## DOCUMENT TEXT
[Start]
Actually, I can probably consolidate this even more with more classmethods. Will do that in the next round.

jigold · 2023-10-19T21:19:19Z

Just realized that I didn't entirely make this parallel enough yet. Will do tomorrow.

danking · 2023-10-19T21:32:47Z

hail/python/hailtop/saige/__init__.py

+from .saige import SAIGE
+
+__all__ = [
+    'SAIGE',


Do you mean for people to create an object of this class and then call run_saige and run_saige_gene multiple times? If not, it seems cleaner to export functions, especially because SAIGE contains an AsyncWorkerPool and an FS, both of which need to live in context managers.

Concretely, my proposal is to expose two functions. Those functions can use with / async with to appropriately manage the lifetime of the FS and the AsyncWorkerPool.
[End]
## CHALLENGE 1
Print the part of the code review thread that opens with the words containing "Do you mean" and closes with "in context managers.", without changing anything.

## DATA SECTION
[Start]
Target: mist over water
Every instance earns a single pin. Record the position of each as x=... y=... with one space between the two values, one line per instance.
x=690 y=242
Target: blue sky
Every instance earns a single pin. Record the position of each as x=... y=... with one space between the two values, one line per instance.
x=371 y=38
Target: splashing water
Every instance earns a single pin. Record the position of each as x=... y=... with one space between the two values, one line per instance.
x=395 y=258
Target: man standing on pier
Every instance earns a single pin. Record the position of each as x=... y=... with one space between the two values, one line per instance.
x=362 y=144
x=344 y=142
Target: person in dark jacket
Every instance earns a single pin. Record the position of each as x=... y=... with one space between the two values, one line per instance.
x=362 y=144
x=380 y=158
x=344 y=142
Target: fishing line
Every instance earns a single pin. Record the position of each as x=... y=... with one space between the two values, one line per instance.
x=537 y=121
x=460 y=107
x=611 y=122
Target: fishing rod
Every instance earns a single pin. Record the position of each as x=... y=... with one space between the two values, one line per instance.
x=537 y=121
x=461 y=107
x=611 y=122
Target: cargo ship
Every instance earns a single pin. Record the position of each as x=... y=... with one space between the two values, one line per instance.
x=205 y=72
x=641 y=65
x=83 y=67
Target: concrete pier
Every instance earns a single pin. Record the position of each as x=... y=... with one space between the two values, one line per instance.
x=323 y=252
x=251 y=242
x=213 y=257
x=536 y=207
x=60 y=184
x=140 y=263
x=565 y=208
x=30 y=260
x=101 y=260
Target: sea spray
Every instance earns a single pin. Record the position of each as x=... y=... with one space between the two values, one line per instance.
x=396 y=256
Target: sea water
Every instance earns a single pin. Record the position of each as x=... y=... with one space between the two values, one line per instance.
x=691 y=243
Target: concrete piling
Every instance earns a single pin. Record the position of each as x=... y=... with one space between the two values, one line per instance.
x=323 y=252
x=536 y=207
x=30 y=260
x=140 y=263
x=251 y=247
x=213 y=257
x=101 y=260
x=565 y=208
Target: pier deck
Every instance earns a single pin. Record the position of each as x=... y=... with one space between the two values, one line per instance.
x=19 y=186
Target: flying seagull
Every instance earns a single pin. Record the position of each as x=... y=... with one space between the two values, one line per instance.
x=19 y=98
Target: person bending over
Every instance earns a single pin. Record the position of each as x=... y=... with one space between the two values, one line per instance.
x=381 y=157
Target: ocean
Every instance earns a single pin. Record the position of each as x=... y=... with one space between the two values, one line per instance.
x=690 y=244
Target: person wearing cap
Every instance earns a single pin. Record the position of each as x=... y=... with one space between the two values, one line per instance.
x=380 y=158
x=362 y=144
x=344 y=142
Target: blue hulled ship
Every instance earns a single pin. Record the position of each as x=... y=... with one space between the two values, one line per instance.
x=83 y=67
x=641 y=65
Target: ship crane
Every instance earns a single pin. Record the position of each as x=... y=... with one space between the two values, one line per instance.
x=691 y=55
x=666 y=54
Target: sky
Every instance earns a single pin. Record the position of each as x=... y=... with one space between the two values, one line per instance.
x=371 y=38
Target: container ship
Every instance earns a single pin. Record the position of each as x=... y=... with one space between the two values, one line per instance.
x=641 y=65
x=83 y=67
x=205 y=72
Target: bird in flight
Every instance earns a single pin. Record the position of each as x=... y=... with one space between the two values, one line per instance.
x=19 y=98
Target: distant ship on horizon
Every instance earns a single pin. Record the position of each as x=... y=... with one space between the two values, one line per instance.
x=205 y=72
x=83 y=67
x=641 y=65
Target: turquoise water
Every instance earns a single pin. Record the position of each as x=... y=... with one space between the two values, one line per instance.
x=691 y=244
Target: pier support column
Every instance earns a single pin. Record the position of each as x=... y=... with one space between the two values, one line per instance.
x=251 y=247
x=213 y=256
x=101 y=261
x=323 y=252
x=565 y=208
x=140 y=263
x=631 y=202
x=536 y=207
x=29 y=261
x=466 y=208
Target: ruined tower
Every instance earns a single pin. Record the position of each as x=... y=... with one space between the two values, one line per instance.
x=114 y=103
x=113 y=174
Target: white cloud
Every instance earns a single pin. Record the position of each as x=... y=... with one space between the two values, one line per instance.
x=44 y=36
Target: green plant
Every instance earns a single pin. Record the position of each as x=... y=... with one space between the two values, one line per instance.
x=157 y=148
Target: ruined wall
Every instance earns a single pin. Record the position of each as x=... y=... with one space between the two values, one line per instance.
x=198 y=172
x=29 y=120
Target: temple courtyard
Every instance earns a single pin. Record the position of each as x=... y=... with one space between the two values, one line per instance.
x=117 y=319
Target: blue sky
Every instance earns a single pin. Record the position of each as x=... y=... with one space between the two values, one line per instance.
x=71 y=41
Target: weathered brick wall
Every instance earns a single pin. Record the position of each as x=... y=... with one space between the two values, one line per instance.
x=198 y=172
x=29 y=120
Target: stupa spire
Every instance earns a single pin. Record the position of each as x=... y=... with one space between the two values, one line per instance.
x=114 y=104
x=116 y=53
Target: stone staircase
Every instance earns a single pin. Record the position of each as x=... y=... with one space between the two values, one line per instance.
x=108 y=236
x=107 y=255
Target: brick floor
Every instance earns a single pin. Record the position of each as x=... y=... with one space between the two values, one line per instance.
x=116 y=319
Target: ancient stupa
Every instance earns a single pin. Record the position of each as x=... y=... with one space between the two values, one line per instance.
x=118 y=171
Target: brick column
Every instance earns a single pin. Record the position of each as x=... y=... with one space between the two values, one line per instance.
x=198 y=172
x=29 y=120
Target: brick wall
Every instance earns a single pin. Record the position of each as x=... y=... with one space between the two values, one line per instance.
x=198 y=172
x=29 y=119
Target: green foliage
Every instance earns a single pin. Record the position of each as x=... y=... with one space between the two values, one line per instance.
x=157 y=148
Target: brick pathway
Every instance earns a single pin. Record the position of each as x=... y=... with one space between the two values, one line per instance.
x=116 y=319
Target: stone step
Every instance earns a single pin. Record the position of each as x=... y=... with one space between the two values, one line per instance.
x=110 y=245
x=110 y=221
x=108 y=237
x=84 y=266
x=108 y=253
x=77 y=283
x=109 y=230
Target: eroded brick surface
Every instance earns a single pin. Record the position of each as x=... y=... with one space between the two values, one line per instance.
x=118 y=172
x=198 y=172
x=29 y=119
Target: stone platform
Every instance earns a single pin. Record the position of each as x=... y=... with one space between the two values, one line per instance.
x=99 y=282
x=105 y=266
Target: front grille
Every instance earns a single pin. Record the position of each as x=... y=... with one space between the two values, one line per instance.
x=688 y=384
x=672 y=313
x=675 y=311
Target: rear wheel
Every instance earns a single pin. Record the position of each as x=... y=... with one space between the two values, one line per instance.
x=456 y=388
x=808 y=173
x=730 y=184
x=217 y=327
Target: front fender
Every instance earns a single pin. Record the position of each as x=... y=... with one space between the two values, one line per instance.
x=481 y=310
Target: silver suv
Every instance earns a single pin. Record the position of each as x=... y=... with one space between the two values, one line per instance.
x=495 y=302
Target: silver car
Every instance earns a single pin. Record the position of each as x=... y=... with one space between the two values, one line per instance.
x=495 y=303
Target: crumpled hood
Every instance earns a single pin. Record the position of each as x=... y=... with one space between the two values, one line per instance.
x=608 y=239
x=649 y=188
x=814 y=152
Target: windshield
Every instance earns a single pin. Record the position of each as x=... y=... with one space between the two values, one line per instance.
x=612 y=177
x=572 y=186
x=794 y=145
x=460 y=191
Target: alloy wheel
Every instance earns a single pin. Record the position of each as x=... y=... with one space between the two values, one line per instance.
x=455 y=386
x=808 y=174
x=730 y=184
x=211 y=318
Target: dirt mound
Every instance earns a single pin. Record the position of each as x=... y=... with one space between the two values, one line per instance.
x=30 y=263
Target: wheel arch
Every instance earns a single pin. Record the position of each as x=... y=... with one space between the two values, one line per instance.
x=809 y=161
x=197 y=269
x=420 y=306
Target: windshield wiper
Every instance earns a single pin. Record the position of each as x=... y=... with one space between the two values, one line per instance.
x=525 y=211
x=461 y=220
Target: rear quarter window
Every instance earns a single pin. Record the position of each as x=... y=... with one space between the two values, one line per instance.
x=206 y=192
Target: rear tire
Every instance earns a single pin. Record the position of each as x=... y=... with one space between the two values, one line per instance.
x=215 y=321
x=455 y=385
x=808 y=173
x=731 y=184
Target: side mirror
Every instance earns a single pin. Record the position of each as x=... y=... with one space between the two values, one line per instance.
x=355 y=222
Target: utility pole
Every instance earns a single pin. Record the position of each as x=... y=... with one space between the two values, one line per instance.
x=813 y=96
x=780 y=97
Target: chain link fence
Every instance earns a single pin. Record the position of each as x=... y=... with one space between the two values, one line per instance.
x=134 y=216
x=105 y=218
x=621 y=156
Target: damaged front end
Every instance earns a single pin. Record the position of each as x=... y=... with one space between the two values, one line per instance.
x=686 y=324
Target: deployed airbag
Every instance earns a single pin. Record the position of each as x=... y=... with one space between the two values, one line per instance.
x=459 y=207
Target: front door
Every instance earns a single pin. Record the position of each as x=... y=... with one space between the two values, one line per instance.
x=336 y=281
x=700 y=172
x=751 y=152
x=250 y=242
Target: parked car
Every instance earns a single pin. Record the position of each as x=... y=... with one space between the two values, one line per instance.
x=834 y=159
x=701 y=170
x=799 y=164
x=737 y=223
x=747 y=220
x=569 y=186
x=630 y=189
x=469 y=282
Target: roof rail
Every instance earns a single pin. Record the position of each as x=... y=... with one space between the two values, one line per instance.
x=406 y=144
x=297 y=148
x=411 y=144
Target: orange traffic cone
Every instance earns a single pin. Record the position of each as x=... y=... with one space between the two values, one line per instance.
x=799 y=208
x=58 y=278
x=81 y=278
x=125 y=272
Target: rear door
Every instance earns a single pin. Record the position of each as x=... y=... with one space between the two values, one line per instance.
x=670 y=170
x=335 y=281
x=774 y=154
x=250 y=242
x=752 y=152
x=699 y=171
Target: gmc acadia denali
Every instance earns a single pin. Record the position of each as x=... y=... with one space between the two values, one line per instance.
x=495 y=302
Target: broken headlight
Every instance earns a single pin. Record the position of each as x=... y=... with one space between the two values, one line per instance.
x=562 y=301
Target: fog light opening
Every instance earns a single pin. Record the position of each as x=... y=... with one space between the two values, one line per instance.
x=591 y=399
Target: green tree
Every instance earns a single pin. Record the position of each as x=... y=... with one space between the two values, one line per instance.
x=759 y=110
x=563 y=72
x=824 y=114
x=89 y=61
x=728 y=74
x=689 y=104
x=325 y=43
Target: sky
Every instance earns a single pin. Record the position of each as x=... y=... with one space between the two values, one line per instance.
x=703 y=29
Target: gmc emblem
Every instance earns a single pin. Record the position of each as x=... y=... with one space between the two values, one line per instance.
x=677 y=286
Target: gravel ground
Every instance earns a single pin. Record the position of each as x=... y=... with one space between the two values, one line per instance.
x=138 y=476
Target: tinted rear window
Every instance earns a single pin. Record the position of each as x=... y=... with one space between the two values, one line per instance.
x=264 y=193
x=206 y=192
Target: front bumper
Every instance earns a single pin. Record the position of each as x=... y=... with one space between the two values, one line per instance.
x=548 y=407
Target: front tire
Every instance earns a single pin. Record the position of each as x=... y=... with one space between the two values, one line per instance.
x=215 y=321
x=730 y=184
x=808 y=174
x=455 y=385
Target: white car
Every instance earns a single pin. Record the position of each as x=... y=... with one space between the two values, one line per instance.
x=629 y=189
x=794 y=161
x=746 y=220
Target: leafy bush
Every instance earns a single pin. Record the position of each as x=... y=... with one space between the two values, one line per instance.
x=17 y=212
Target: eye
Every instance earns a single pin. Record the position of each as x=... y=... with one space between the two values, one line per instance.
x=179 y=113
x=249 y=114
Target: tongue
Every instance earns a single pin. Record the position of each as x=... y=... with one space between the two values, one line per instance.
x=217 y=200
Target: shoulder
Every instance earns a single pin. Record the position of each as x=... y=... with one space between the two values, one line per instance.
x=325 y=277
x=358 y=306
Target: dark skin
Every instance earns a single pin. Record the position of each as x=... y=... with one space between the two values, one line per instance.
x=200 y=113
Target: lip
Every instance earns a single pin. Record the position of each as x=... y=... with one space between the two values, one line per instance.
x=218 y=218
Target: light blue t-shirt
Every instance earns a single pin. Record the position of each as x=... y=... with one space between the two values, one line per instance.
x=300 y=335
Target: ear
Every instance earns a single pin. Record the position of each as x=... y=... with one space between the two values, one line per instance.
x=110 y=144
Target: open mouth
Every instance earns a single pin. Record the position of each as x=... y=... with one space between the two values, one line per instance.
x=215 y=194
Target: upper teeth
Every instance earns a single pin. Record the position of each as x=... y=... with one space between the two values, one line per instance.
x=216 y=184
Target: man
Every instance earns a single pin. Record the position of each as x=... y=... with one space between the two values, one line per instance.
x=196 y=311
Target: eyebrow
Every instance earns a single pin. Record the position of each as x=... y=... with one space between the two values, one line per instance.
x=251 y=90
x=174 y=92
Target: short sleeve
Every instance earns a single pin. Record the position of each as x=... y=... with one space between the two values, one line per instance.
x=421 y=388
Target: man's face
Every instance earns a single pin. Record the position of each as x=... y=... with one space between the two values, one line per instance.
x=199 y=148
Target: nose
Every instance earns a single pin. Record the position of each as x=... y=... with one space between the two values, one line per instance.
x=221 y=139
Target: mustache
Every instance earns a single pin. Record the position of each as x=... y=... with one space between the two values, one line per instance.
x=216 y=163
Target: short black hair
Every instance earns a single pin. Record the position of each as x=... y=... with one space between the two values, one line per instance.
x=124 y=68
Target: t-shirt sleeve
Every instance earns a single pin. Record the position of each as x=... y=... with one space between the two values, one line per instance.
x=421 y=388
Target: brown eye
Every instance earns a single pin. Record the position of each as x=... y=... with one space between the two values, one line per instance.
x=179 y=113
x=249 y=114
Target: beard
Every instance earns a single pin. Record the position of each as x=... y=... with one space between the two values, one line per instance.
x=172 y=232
[End]
## CHALLENGE 2
In the rows, take the part that opens with the line containing "Target: parked car" and closes with the line containing "x=469 y=282", and swap "pin" for "marker". Return only those lines, with everything else unchanged.

## WRITTEN REPLY 1
Do you mean for people to create an object of this class and then call run_saige and run_saige_gene multiple times? If not, it seems cleaner to export functions, especially because SAIGE contains an AsyncWorkerPool and an FS, both of which need to live in context managers.

## WRITTEN REPLY 2
Target: parked car
Every instance earns a single marker. Record the position of each as x=... y=... with one space between the two values, one line per instance.
x=834 y=159
x=701 y=170
x=799 y=164
x=737 y=223
x=747 y=220
x=569 y=186
x=630 y=189
x=469 y=282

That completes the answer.